[Opening Provided data section]

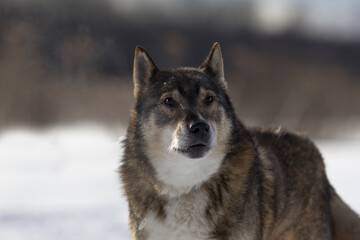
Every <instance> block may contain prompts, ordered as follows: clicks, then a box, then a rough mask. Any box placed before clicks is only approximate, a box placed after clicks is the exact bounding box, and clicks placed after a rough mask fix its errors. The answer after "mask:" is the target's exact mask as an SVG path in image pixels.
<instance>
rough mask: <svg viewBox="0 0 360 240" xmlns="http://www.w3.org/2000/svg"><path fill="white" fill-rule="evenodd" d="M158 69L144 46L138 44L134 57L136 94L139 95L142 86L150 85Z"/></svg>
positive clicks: (134, 68) (135, 96) (134, 76)
mask: <svg viewBox="0 0 360 240" xmlns="http://www.w3.org/2000/svg"><path fill="white" fill-rule="evenodd" d="M157 71H158V68H157V67H156V65H155V63H154V61H153V60H152V59H151V57H150V56H149V54H148V53H147V52H146V51H145V49H143V48H142V47H139V46H137V47H136V49H135V57H134V72H133V78H134V96H135V98H137V97H138V95H139V92H140V90H141V89H142V88H144V87H146V86H148V84H149V83H150V81H151V79H152V77H153V76H154V75H155V73H156V72H157Z"/></svg>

[Closing Provided data section]

[Work request]
Your job is to transcribe the entries above exactly; skip the pictures.

[Reply]
Every <instance> block may contain prompts, ordered as follows: clicks, then a box, then a rough mask. Any box placed before clicks is only approximate, a box placed after clicks is the exact bounding box, and clicks placed after a rough mask fix its errors. The answer after "mask:" is the target's exact mask as an SVG path in image pixels.
<instance>
rough mask: <svg viewBox="0 0 360 240" xmlns="http://www.w3.org/2000/svg"><path fill="white" fill-rule="evenodd" d="M158 69L144 46L138 44L134 57L136 94L139 95L142 86L150 85Z"/></svg>
positive clicks: (134, 68) (135, 96) (134, 76)
mask: <svg viewBox="0 0 360 240" xmlns="http://www.w3.org/2000/svg"><path fill="white" fill-rule="evenodd" d="M157 71H158V68H157V67H156V65H155V63H154V61H153V60H152V59H151V57H150V56H149V54H148V53H147V52H146V51H145V49H143V48H142V47H139V46H137V47H136V49H135V57H134V72H133V78H134V96H135V98H137V97H138V95H139V92H140V90H141V89H142V88H144V87H146V86H148V84H149V83H150V81H151V79H152V77H153V76H154V75H155V73H156V72H157Z"/></svg>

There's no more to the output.